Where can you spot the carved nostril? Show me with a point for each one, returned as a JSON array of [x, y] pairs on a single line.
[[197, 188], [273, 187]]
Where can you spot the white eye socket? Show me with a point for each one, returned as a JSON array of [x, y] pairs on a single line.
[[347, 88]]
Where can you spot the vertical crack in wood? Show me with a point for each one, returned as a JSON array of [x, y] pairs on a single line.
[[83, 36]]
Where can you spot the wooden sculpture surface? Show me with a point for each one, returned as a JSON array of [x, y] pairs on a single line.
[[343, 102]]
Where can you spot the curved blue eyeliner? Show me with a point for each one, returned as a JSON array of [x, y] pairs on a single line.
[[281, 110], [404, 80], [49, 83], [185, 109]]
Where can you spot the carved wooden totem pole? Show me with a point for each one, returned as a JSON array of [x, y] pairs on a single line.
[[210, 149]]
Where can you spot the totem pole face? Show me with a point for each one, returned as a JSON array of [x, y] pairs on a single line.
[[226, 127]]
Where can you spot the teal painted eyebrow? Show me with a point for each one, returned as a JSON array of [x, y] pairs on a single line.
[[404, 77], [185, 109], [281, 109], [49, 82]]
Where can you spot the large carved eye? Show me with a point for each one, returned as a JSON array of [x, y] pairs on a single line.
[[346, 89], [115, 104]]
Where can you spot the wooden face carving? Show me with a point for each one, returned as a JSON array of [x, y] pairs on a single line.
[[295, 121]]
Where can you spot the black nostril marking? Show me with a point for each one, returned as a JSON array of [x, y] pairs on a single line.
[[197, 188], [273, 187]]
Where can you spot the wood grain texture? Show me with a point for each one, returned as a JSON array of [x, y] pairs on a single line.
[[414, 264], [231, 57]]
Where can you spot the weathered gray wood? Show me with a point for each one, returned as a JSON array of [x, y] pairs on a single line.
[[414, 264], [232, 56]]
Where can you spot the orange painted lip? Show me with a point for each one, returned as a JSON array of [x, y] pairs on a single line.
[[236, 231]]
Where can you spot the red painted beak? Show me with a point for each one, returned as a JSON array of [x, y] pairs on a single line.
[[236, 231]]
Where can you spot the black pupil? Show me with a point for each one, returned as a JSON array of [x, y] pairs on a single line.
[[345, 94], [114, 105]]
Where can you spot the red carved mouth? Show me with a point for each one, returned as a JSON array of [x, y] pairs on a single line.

______

Problem details: Print all of the entries again, exactly as written.

Exercise result:
Where can you spot the carved nostril? Show me with a point for each one, returned as a JSON array of [x, y] pairs on a single line.
[[197, 188], [273, 187]]
Where can you spot the white eye socket? Show me with a point for each one, returned as a JSON array of [x, y] pairs on a single line.
[[347, 88]]
Where can you spot the vertical crack in wood? Show me with a point for each one, returned as a JSON array of [x, y] pairs on a single line.
[[83, 36]]
Where can you spot the wooden sculpture surface? Show me with a point for each one, returned as a JSON array of [x, y] pairs on a single line.
[[343, 102]]
Where can you spot the curved blue eyeliner? Show me with a point for each one, returned as a JSON array of [x, y] pairs on a single line.
[[281, 110], [404, 80], [49, 83], [185, 109]]
Where can you spot the carved wooden totem pole? Show me with a point for each one, returned as a JSON array of [x, y] pairs on a single line.
[[210, 149]]
Where can you spot the totem pole face? Show me with a point for each one, returned as a JSON array of [x, y] pairs on a single line.
[[226, 127]]
Where can you spot the teal painted eyebrow? Show me with a point for each one, returned as a JSON array of [x, y] pairs on a single line.
[[404, 77], [185, 109], [281, 109], [49, 82]]
Where can you spot the large carved eye? Show me with a point for each one, returned as a JSON array of [x, y] pairs on a single line.
[[346, 89], [115, 104]]
Where can you spot the wooden face carving? Show me with a point for each one, returned as a JSON array of [x, y] pairs on a single line.
[[295, 121]]
Where can you spot the black nostril marking? Show me with a point for each one, returned as a JSON array of [x, y] pairs on a single line.
[[197, 188], [273, 187]]
Where can you spot the wood grain texture? Show me with a point for each one, returned as a JSON array of [x, y] pairs on a single line.
[[414, 264], [231, 57]]
Where can you spot the weathered gray wood? Show me with a point for each one, returned as a JSON array of [x, y] pairs on a single line.
[[414, 264], [232, 56]]
Where can you spot the orange painted lip? Show me with a point for each one, returned as a JSON array of [x, y] pairs on a single line.
[[236, 231]]
Where can you spot the red painted beak? Show me with a point for each one, returned as a JSON array of [x, y] pairs on a single line.
[[236, 231]]
Where can you spot the black pupil? Show me with a point for each one, returned as a JSON array of [x, y] pairs on a single line.
[[345, 94], [114, 105]]
Where can you spot the red carved mouth? Show me with a point for each one, returned as a JSON array of [x, y] pairs on a single line.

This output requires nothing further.